Profile -- Audrey Watson
It's been a wild couple of weeks for the former Audrey Bazemore, originally from Swainboro, Ga., but then again, being the wife of Aiken County's most prominent physician has kept her busy for about three generations now.
Audrey Watson shared the spotlight with her husband, Dr. W.G. "Curly" Watson, in his 100th birthday celebration, and took a few minutes to share some memories from the past 60-plus years.
"I've always wanted to be a nurse," she recalled. My cousin had been through school, in line for nursing, and she would come to see us and she'd have that nurse's cape on, you know, with the red lining and white uniform, and I thought, 'I want to be a nurse just like that,' and this is why I'm a nurse: Dallas Cason," she said, recalling the cousin's name.
"She was just the epitome of what a nurse looks like, and she was just about five years older than I. I wanted to be one, and I was 17 when I went into nursing, and just out of high school."
She and her future husband met in Augusta, where both were preparing for careers in the medical field. "I helped him deliver. I helped him in surgery. I helped him all-around," she said.
A souvenir booklet from Thursday's birthday part at University Hospital read, "Audrey ... said the handsome doctor was considered quite the catch among the female members of the staff, and he would often take five or six nurses out on the town after work."

──────────────────────────────

§ Activity
Continue the profile of Audrey Watson, starting after its final sentence.

──────────────────────────────

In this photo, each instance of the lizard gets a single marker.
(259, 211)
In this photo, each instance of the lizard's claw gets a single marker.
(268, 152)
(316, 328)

──────────────────────────────

§ Task response
His nurse of choice recalled, "I was a student nurse, and he was at University Hospital, and he finished his residency about the time I finished training, but I didn't know he was interested in me until the last two months, and he was in the army."
Before leaving for service in Pennsylvania, however, he asked for her hand in marriage, and then said the wedding would be in December.
The doctor, however, decided to accelerate the process. "He called up, and said, 'Christmas is here,' in August," his bride recalled.
They married Aug. 29, 1945, in Maryland. "We were married one month, and he shipped out September the 29th." The man of the house became an surgeon in the army, for two years of military service.
The road led back to South Carolina, with civilian life being possibly less hazardous but still far from leisurely. In an interview with CNN last week, the doctor recalled having delivered "somewhere between 15,000 and 18,000 babies."
The lady of the house recalled, "As long as he was in practice, I thought the pregnant ladies needed him a whole lot more than I did at the time, but he always appeared at the house. Sometimes he was gone for maybe a week or two at the hospital during the war. Now that was really something. You didn't have all the help that you have today. He had to be at the hospital for almost weeks at a time and he'd come home and change clothes. He'd come home to check on all of us and the children."
Their family grew to include five children and eventually to today's count of 16 grandchildren, 18 great-grandchildren and "one on the way," as the doctor of the house noted last week.
His bride added, "It wasn't easy for him, but we just did the best we could. We were always glad to see him. We had fewer spats when he was home. You're always so glad to see him when he comes home that you forget what you thought about that you didn't like."